[[ Data records open ]]
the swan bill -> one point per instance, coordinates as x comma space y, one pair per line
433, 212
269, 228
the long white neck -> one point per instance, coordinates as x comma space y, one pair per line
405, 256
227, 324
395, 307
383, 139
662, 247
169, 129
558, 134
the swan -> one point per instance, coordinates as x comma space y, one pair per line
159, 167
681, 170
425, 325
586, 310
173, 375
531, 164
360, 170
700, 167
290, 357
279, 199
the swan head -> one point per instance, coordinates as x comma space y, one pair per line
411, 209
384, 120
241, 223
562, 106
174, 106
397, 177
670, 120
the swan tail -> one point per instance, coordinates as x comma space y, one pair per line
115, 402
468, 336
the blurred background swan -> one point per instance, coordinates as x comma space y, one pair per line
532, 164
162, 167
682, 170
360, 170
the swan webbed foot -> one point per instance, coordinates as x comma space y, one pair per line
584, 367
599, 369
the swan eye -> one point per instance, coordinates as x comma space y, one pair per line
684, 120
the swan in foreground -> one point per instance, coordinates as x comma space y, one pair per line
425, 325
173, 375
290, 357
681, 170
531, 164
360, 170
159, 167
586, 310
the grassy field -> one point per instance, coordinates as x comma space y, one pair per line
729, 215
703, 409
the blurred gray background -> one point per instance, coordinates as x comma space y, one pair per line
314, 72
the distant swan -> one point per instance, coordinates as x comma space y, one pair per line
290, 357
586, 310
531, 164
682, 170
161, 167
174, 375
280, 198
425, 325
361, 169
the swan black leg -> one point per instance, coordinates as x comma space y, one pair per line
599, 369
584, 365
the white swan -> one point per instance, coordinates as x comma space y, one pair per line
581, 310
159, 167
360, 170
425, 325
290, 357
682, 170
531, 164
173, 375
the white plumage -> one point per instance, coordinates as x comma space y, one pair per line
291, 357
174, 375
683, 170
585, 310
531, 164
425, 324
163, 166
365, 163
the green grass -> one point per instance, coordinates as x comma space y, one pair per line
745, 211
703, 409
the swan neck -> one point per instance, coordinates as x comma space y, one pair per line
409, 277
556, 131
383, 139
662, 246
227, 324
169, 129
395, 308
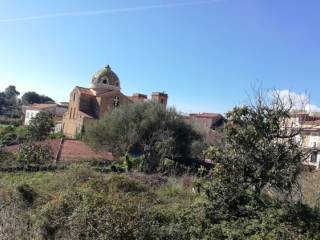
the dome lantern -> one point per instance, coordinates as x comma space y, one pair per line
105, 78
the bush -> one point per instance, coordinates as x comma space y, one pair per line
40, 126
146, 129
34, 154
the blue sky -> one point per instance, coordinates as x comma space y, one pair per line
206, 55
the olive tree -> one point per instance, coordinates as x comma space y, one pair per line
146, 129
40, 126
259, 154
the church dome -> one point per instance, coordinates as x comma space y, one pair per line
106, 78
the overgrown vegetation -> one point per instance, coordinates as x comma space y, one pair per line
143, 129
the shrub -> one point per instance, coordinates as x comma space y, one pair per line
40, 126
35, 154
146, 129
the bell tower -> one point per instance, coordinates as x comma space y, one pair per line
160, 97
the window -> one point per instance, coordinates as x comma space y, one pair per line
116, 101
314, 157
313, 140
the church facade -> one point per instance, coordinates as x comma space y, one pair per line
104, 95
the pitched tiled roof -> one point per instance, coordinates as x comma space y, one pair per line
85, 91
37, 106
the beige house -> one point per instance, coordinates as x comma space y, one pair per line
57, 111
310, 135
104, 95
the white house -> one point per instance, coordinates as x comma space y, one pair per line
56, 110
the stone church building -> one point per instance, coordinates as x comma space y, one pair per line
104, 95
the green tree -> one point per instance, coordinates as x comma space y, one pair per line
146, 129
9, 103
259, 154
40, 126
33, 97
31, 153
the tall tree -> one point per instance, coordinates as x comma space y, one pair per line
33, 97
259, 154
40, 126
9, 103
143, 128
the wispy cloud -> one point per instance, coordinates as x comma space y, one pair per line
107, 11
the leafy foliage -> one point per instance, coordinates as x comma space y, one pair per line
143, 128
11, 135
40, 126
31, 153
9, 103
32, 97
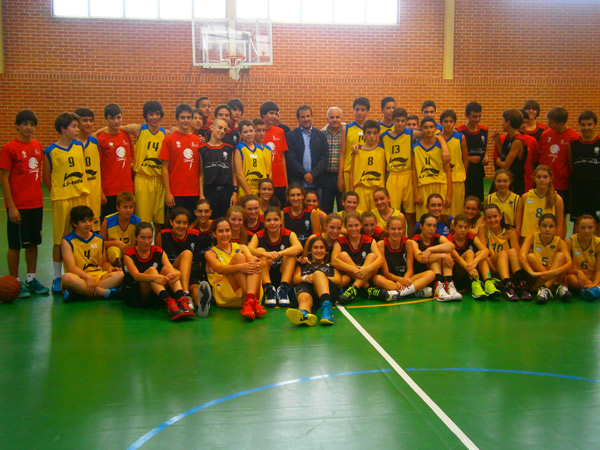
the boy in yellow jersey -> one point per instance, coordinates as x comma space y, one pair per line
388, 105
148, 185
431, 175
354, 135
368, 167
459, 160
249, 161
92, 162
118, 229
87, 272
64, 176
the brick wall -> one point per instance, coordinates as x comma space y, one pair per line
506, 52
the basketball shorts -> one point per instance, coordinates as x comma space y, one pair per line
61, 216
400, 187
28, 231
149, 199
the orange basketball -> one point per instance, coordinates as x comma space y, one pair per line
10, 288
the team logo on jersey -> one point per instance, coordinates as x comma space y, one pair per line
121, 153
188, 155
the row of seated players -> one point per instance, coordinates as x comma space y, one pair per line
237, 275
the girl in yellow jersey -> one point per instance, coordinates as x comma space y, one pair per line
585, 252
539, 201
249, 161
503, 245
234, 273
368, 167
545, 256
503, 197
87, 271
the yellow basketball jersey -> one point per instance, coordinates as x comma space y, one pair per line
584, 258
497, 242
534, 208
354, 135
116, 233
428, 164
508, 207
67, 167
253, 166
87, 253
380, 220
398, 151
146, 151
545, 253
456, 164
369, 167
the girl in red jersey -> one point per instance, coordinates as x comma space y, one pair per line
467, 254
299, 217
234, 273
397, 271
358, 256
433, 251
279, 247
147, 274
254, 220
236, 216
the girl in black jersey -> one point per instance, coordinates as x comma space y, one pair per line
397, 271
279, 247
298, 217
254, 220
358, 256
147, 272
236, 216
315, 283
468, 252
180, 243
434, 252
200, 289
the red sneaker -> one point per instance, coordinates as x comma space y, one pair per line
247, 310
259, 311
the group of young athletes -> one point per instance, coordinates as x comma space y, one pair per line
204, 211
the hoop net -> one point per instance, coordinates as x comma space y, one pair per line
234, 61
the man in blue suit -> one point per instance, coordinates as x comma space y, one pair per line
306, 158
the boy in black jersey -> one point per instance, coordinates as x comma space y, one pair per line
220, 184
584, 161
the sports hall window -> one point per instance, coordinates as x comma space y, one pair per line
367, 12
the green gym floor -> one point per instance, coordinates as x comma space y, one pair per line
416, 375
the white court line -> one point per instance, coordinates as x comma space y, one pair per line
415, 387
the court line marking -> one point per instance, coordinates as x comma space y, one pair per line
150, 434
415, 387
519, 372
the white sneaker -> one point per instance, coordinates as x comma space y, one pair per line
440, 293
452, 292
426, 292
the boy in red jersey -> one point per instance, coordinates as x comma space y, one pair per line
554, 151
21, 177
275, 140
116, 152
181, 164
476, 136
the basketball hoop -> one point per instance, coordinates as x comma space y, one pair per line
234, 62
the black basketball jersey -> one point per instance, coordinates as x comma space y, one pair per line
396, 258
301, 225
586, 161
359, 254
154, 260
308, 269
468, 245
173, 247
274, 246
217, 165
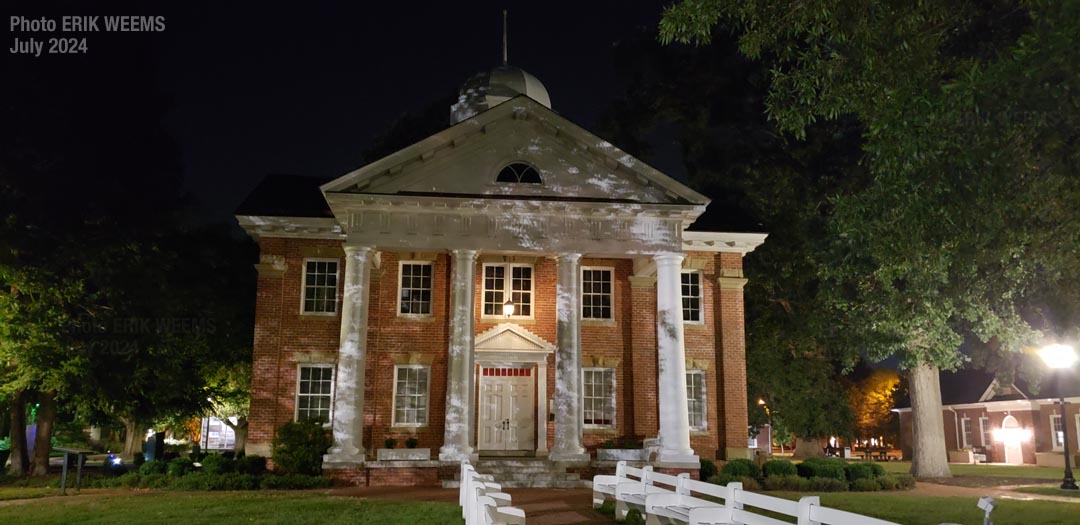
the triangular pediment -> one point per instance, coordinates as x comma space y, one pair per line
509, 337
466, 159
[[ Data records closed ]]
[[ Data records open ]]
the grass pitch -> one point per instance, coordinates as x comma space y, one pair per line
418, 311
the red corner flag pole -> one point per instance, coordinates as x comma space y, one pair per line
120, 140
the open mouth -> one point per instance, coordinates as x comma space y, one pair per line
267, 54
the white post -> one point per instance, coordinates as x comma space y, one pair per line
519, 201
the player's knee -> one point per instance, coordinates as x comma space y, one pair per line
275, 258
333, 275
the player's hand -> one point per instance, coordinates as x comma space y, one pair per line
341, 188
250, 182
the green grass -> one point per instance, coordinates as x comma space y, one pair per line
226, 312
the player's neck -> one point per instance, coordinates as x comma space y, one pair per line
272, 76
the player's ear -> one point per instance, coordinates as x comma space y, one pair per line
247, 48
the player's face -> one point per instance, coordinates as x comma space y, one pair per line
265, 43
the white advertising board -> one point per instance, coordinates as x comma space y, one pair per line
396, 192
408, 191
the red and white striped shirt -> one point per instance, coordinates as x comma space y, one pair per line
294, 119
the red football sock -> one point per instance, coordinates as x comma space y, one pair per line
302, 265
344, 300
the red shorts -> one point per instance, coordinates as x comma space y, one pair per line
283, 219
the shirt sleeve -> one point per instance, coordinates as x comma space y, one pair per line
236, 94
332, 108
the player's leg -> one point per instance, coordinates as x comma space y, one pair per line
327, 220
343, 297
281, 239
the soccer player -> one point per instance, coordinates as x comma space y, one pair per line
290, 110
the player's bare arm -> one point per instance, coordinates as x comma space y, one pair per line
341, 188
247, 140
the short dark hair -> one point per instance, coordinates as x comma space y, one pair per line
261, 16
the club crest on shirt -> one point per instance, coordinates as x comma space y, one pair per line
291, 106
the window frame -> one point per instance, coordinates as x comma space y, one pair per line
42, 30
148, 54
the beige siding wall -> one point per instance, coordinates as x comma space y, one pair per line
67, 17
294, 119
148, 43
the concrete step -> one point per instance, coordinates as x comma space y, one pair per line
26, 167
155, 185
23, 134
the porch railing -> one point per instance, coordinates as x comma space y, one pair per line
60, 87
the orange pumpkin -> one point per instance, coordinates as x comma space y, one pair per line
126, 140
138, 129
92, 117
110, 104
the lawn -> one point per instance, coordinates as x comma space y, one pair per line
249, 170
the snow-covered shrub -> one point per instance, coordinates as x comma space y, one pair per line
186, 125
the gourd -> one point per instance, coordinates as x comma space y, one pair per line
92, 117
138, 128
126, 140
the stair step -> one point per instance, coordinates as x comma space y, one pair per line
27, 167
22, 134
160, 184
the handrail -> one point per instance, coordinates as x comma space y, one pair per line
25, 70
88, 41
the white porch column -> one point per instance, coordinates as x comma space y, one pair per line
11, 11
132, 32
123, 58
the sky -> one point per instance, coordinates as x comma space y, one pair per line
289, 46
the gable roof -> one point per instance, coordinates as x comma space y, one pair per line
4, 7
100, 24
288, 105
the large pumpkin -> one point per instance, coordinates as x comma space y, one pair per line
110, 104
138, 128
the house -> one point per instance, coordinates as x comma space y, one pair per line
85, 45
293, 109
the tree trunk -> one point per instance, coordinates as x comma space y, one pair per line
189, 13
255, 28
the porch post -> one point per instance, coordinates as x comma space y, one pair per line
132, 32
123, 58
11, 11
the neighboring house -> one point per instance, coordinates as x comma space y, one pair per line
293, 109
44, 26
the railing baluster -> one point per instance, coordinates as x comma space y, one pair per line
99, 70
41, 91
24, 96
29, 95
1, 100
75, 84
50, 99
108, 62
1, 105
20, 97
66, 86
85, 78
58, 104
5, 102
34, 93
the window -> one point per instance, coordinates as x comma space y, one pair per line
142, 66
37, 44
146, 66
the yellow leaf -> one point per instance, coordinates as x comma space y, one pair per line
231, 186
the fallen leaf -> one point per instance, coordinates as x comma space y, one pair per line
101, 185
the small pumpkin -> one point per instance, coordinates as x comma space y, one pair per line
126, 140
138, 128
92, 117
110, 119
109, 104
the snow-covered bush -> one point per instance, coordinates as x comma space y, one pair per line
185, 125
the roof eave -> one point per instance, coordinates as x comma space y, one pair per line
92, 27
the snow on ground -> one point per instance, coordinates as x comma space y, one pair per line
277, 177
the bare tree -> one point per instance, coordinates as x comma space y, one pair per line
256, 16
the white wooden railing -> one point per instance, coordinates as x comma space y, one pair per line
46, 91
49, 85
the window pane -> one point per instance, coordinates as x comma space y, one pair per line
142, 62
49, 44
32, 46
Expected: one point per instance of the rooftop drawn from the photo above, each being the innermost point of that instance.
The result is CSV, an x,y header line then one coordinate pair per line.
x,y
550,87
[[ Data records closed ]]
[[ Data records open ]]
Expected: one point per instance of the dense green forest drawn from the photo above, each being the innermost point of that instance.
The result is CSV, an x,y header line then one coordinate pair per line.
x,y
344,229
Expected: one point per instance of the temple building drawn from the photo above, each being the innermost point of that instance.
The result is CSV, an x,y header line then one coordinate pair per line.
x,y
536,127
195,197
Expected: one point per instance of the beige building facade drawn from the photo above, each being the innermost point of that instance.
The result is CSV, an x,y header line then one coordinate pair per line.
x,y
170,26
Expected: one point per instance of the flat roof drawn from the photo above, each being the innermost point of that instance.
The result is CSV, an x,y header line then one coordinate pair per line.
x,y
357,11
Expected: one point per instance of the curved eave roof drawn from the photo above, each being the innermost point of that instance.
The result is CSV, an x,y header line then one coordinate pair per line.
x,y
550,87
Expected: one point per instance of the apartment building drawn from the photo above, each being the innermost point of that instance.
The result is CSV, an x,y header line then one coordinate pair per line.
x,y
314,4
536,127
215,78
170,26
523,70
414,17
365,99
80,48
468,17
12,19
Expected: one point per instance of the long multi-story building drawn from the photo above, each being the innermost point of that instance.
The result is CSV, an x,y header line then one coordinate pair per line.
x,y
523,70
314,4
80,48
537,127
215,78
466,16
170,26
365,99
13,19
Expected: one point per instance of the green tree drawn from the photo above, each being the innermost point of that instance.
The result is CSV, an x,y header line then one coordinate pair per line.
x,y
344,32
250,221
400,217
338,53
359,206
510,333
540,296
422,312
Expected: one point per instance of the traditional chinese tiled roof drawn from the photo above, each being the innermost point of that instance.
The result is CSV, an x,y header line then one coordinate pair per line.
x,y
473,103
[[ Data records closed ]]
◆ How to complete this task ◆
How many lines in the entries above hold the word "drawn"? Reply with the number by itself.

◆ Output below ◆
10